### EXCERPTED TEXT
# ONR - Spray on, wipe off?



## A3 Sport (Oct 23, 2010)

With the winter months approaching, would I be able to buy some ONR and use it as a spray on, wipe off type product? If I cleaned my car once a week, would it be possible to spray this on, leave it to dwell, and wipe it off every few days, just to keep on top of things or does it need water?

Dan


----------



## Guru (Aug 28, 2013)

Have a read of these -

http://www.detailingworld.co.uk/forum/showthread.php?t=195294

http://www.detailingworld.co.uk/forum/showthread.php?t=138013


----------



## Blackmondie (Mar 13, 2011)

to be honest, IF that ia what you want, buy a dedicated Waterless wash instead of a rinseless wash. rinselesses do need more water. don't think ONR is a miracle product. it has limits


----------



## m1pui (Jul 24, 2009)

You're describing, as blackmondie said, a waterless wash (EcoTouch, Megs Wash & Wax) rather than a rinseless wash (ONR, Low On Eau).

With ONR, you'd still need a spray bottle and wash bucket of water/ONR solution and a sponge or mitt or MF Cloths to clean and a drying towel. There is a bucketless method, but I've never used it personally so couldn't advise on that.


----------



## Rayner (Aug 16, 2012)

As per Lowepete's posts it can be used in the sane fashion as a waterless but if you've got a fair bit of mileage this time of year your best not to use it that way. It does work though and works well. Just use common sense


----------



## Blueberry (Aug 10, 2007)

At this time of year I wouldn't be using it as a waterless wash, not with salt and grit on the roads.


----------



## Lowiepete (Mar 29, 2009)

*My Post #3000 - about ONR again!!!!*

I would no more advocate using a waterless product than a rinseless one with
a waterless technique when there is salt present. There is one over-riding
consideration with salt which means that you _must_ apply sufficient water
to the surface for the salt to fully dissolve!

This dissolve _must_ happen before you start to wipe, else the salt behaviour
will be akin to sharp sand! You don't need to flood the place either, so you
will still use less water than the 2BM and not create a small ice-rink.

There is a further fly in the ointment in that road salt is now often mixed with
industrial molasses, to make the salt stick to the road better. Of course, it 
follows that it sticks better to whatever else it touches too. ONR will happily
dissolve this salt / molasses mix, but you do need to give it time. Just watch 
the surface very closely when you pre-spray and if needs be give it a 2nd go.

Do one panel at a time, following BigPikle's video routine, but with one major 
change. When it comes to drying, do it with a further spray of ONR using my 
bucketless technique. The ONR will take a bit longer to evaporate, but it still 
won't leave water-spots.

As mentioned, winter washing is just using common sense with whatever 
method you use. If there's _any_ salt, then start with ONR in a bucket with
a mitt / sponge wash to remove the worst. You will use much more of the
pre-spray liquid than you do in summer. Usually, ONR will give you its own
indicator of when it's ready to be wiped. Just give it a second spraying and
watch for dirt movement.

Regards,
Steve


----------



## Blackmondie (Mar 13, 2011)

I have never asked for a 3000th post as the link to both threads are given.

I also believe that, as a waterless wash is not named a rinseless wash, they are both different products, each made for their own purpose. As I already said, ONR is not a miracle product and has limits. 
A waterless wash is made to be used WITHOUT water. a rinseless wash is made to use WITH water, but doesn't need a rinse.

as in winter, I wouldn't recomand a waterless wash any more or less then a rinseless wash or even more or less then a standard 2BM. just keep your head at it and think before you use something. None of them are designed / made to be used with ignorance.

if you have any salt or sludge on your car, just go to the coin up and go over it with a jet wash to get it off. then do a waterless of rinseless.


----------



## Lowiepete (Mar 29, 2009)

Blackmondie said:


> I have never asked for a 3000th post as the link to both threads are given.


Clearly the irony is lost on you :lol:

Regards,
Steve


----------

Extracted records:
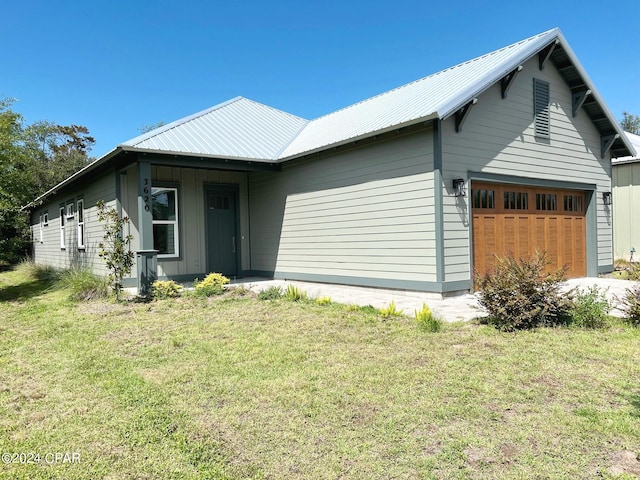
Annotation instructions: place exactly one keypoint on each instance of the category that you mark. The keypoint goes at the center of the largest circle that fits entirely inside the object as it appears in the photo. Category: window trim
(63, 242)
(175, 223)
(80, 224)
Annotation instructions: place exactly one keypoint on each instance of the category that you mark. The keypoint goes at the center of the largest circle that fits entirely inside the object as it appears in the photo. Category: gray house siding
(626, 210)
(49, 251)
(191, 183)
(364, 216)
(497, 141)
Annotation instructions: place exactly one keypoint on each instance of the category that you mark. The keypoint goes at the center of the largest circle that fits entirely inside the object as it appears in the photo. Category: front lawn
(198, 388)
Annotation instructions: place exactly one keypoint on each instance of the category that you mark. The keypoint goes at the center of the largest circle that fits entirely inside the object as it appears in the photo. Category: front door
(221, 231)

### REQUIRED ACTIONS
• 1. Summarize the forum thread about ONR in two sentences.
• 2. In the forum thread about ONR, substitute "summer months" for "winter months" and write out the stretch from "With the winter" through "it need water?".

### SOLUTIONS TO THE EXERCISE
• 1. A poster asks whether ONR could be sprayed on, left to dwell and wiped off every few days through winter without water. Replies say that describes a waterless wash rather than a rinseless wash like ONR, and warn that when road salt is present enough water must be applied to dissolve it before wiping, or it acts like sharp sand.

• 2.
With the summer months approaching, would I be able to buy some ONR and use it as a spray on, wipe off type product? If I cleaned my car once a week, would it be possible to spray this on, leave it to dwell, and wipe it off every few days, just to keep on top of things or does it need water?